Point annotation rows:
--------------------------------------------------

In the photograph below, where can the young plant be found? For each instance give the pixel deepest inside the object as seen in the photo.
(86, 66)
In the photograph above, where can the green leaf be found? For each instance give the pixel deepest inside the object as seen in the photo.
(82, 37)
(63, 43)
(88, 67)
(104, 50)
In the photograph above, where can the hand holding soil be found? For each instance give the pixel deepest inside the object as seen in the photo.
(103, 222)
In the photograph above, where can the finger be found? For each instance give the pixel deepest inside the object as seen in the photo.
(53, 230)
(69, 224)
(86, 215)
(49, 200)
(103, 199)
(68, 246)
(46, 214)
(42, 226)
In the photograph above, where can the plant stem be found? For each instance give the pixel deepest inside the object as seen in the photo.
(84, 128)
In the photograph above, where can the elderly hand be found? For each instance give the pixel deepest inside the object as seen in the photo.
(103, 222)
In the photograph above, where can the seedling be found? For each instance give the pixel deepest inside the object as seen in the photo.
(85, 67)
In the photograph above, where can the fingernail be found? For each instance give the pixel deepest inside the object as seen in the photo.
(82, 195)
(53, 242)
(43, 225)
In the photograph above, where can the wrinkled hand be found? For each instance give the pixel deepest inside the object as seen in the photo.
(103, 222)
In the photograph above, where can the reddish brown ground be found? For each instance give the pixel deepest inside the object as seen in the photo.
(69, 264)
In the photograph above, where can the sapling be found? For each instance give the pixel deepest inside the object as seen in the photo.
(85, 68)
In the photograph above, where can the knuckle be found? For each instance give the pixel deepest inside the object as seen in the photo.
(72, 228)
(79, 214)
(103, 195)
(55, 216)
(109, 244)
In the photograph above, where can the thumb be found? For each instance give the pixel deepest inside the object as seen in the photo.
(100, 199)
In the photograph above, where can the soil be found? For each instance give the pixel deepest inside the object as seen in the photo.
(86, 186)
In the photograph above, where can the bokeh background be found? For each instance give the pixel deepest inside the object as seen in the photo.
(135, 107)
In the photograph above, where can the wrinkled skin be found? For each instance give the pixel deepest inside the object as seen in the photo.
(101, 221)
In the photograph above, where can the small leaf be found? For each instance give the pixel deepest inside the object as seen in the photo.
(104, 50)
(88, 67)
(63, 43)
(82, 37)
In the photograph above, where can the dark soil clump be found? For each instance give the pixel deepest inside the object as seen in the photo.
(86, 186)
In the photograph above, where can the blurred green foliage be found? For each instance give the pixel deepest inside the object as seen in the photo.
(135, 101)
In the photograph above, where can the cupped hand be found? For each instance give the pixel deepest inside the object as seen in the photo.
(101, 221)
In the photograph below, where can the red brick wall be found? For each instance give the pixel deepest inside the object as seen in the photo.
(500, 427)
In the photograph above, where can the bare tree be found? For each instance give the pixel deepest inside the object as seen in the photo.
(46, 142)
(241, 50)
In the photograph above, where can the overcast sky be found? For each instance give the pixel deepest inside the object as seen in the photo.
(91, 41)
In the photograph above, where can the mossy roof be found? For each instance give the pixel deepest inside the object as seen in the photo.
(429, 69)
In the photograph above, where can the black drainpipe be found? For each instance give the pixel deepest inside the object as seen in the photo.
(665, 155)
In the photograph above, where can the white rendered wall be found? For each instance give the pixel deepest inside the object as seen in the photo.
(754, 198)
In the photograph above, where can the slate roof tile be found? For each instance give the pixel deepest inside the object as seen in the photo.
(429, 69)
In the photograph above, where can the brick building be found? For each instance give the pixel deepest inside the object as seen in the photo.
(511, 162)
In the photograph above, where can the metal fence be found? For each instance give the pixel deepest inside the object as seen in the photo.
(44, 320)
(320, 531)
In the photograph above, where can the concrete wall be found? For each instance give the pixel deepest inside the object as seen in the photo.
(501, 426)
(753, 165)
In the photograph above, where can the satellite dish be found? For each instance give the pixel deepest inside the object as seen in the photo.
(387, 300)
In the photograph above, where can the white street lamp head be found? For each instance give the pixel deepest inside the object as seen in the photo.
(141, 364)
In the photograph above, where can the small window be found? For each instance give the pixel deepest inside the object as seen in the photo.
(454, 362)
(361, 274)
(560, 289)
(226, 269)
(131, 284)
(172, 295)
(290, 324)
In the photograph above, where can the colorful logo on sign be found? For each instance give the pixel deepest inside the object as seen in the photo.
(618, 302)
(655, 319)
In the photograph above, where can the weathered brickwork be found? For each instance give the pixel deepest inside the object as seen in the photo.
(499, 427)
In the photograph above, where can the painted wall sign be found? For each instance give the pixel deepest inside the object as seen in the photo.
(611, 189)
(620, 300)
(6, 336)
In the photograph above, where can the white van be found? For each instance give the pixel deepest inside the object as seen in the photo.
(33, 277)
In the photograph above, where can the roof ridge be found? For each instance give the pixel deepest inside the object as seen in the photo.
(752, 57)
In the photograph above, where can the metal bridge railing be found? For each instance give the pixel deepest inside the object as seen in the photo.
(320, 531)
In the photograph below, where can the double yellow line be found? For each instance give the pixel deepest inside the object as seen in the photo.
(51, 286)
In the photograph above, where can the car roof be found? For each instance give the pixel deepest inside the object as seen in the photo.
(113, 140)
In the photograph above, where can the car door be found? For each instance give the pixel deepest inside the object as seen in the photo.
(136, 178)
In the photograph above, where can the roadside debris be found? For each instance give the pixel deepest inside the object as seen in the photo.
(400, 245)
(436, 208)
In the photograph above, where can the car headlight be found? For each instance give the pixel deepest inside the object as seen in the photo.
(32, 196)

--------------------------------------------------

**Task instructions:** Starting at the line containing "In the photograph above, where can the car headlight" and ending at the last line of the rows, lay out each line as a Markdown table with the columns Number and Line. Skip blank lines.

**Response below:**
| Number | Line |
|---|---|
| 1 | In the photograph above, where can the car headlight be found? For each instance give the pixel deepest inside the object as seen in the photo. |
| 2 | (32, 196) |